◆ TEXT PROVIDED ◆

Although there are studies have suggested that LLIF can be applied to some patients with mild to moderate spinal canal stenosis [11]. However, for severe spinal canal stenosis, some scholars believe that it is a taboo of LLIF [30, 31], and severe spinal canal stenosis is a risk factor for secondary decompression after LLIF [32]. In our study, there was a difference in the proportion of preoperative spinal canal stenosis between the revision group and the non-revision group, but this was not an independent risk factor for revision. Similar to the study of Hiyama et al. [33], we believe that preoperative severe spinal stenosis is not an absolute contraindication of LLIF, but LLIF may not be suitable for severe bony stenosis.
By reviewing the data of all patients undergoing revision after LLIF, we found that postoperative foraminal stenosis was an independent risk factor for revision. It is also one of the factors affecting the revision decision of the operator. According to the study of Wang et al. [34], LLIF can not decompress the nerve roots of patients with severe intervertebral foramen stenosis before operation. In addition to bony stenosis, we believe that endplate collapse is one factor leading to intervertebral foramen restenosis. Since LLIF completely increases the intervertebral height by inserting large cage, once the graft subsidences or moves, it will lead to the loss of intervertebral height and foraminal stenosis again, resulting in lower limb symptoms [28, 35, 36]. Displacement, loosening and fracture of the internal fixation will also lead to the weakening of the stabilization effect, causing foraminal stenosis and low back pain. In addition, excessive test model and improper choice of internal fixation are also factors leading to postoperative foraminal stenosis, which need further study in the future.
For the surgical efficacy of LLIF, health-related quality-of-life measurements decreased in varying degrees after operation. Timely revision operation can achieve satisfactory results, but the rehabilitation time of the revision operation is longer. Due to the small sample size and follow-up period, our research has multiple limitations. First of all, the factors that we can explore in multivariate analysis are limited. In addition, due to the lack of follow-up data for some patients, they were not included in this study, even if they may affect the results. In the statistics of complications, because of the short follow-up time, we did not summarize or discuss the long-term complications such as adjacent segmental degeneration. In the future, we should expand the sample size, prolong the follow-up period, and explore the long-term efficacy of LLIF.

◆ YOUR OBJECTIVE ◆
Reproduce word for word the portion of the LLIF revision text between "Although there are" and "severe bony stenosis.", inclusive.

◆ SUPPLIED DATA ◆
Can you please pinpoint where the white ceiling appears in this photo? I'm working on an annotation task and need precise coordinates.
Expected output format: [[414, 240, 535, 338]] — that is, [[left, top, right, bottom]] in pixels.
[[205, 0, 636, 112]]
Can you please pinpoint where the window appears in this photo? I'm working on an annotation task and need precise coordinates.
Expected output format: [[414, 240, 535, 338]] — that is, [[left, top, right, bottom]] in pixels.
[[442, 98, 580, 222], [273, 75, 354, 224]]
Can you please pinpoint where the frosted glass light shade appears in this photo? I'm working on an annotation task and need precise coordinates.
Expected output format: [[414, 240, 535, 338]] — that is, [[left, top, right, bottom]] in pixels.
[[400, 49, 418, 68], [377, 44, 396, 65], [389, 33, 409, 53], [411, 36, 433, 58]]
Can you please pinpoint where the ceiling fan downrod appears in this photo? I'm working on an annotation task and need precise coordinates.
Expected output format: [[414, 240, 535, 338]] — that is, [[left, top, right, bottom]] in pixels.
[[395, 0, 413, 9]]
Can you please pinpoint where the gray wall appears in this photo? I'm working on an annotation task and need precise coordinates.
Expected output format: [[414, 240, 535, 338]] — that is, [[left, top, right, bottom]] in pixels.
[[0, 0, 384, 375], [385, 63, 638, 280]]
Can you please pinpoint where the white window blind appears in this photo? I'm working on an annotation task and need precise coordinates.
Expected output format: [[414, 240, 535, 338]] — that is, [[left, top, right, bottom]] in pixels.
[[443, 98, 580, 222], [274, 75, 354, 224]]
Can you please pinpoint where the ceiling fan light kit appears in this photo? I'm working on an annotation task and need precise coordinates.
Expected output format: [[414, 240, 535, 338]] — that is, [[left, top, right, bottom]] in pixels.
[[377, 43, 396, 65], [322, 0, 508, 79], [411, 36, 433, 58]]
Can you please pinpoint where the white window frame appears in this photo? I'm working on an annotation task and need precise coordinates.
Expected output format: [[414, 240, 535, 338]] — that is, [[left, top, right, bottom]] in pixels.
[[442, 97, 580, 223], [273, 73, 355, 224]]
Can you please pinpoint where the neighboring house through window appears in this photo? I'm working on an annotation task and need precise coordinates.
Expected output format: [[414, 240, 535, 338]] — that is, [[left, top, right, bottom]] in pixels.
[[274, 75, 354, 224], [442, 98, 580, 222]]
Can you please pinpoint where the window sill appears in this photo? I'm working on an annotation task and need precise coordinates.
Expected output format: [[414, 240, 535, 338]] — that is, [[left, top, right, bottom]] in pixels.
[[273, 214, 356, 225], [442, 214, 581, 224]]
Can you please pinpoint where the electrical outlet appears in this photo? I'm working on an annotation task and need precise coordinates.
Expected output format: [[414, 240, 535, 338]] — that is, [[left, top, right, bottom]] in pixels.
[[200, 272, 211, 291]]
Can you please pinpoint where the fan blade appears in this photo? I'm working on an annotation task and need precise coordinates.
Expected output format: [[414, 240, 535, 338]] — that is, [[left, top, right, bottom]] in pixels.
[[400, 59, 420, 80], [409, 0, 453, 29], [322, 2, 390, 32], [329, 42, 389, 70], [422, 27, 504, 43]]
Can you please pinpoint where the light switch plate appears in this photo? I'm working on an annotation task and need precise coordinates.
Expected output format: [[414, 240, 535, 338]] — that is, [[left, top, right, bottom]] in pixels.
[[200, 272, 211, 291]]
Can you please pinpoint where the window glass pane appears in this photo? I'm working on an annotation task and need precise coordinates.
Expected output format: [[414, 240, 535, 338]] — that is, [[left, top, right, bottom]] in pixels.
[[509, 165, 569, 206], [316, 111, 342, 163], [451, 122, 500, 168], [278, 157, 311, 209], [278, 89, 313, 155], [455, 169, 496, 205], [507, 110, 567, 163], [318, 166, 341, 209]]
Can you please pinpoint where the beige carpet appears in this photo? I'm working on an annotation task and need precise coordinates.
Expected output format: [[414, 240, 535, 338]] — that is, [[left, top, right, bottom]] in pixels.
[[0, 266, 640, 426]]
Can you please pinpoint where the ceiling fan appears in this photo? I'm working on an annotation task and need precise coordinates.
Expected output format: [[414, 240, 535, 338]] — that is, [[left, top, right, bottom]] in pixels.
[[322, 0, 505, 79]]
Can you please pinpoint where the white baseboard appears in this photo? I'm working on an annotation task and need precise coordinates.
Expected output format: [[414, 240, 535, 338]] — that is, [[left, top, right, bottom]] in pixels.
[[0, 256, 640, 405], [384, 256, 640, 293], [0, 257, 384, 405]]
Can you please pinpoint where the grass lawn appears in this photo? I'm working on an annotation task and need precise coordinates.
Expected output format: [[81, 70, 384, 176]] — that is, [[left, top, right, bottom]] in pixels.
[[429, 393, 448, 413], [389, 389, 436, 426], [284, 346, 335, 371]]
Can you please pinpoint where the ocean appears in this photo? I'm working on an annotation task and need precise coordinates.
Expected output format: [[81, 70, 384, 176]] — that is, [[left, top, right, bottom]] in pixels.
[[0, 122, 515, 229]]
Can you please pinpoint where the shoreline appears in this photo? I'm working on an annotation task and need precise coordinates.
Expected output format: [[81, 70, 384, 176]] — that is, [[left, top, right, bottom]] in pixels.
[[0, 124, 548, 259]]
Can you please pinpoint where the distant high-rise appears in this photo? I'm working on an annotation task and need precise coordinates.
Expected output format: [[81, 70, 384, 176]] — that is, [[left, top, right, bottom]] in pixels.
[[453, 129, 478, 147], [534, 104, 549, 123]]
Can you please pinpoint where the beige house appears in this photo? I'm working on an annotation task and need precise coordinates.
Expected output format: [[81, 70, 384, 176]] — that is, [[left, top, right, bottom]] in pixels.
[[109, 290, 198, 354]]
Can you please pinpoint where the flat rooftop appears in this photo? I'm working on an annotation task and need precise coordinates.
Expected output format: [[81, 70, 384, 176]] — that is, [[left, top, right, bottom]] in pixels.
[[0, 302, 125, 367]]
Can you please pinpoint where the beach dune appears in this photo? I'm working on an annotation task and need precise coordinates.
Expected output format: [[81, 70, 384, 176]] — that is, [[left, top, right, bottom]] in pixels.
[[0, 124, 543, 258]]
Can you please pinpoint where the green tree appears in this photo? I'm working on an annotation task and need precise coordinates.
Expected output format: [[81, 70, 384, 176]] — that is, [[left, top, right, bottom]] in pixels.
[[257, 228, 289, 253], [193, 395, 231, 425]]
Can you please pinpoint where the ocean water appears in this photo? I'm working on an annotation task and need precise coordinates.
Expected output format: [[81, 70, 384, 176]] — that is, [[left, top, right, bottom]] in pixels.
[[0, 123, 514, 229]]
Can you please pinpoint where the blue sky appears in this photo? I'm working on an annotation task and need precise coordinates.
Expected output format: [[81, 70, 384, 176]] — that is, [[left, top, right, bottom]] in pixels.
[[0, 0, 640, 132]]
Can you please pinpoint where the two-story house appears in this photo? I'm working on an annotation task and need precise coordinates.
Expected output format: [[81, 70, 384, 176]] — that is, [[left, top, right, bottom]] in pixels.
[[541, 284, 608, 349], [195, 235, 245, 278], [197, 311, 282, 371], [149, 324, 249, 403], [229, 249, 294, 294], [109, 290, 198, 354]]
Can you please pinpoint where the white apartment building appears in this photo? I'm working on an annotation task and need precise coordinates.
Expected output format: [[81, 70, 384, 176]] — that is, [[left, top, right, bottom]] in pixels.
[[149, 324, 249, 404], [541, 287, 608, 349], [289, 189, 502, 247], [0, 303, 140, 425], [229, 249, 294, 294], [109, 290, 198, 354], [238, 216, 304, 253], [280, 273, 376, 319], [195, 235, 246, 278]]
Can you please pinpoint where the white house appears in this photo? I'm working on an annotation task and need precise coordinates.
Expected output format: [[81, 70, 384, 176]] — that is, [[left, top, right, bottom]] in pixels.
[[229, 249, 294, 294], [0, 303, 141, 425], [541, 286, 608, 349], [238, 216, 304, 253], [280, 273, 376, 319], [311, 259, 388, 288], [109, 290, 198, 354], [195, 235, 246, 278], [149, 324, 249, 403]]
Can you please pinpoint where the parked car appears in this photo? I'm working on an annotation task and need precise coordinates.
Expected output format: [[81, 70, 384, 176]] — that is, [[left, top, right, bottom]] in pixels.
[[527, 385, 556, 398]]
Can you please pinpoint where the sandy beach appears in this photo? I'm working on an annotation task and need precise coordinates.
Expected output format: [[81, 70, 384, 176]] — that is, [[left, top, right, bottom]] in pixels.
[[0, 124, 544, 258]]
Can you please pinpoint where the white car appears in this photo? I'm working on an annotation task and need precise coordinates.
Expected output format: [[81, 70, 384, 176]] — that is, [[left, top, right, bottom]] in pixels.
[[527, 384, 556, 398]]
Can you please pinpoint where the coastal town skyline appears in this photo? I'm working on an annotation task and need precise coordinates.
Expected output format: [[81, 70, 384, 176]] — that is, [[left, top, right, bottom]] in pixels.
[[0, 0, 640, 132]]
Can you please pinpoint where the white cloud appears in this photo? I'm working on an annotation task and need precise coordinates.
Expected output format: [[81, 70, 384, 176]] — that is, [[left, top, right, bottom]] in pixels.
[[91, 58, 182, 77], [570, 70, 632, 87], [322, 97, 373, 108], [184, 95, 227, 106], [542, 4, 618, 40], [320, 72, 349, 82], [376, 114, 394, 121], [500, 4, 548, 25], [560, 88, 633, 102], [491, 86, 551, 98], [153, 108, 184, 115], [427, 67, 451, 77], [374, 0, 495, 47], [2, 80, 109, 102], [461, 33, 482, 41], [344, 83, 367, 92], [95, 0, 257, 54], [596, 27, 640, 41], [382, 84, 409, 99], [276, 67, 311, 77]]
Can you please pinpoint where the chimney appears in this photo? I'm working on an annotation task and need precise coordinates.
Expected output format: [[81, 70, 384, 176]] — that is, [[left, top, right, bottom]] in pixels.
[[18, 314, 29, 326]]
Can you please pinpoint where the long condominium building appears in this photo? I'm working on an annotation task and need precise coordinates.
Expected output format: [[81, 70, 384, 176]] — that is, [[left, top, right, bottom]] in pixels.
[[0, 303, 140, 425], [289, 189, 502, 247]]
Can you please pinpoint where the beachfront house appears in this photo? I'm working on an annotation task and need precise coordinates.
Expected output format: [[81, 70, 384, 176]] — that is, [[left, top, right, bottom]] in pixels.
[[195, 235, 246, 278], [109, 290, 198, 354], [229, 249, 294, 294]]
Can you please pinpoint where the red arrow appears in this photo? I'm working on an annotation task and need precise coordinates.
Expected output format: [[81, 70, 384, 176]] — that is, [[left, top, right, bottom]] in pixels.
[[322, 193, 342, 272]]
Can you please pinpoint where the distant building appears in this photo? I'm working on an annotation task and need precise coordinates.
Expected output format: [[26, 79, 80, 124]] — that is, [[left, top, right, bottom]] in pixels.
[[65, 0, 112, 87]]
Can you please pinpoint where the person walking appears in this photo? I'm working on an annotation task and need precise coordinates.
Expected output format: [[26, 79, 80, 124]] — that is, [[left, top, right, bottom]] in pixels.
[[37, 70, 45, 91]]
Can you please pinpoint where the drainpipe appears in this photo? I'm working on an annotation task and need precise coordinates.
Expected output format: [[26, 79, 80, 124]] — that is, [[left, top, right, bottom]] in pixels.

◆ RESULT FOR THIS TASK ◆
Although there are studies have suggested that LLIF can be applied to some patients with mild to moderate spinal canal stenosis [11]. However, for severe spinal canal stenosis, some scholars believe that it is a taboo of LLIF [30, 31], and severe spinal canal stenosis is a risk factor for secondary decompression after LLIF [32]. In our study, there was a difference in the proportion of preoperative spinal canal stenosis between the revision group and the non-revision group, but this was not an independent risk factor for revision. Similar to the study of Hiyama et al. [33], we believe that preoperative severe spinal stenosis is not an absolute contraindication of LLIF, but LLIF may not be suitable for severe bony stenosis.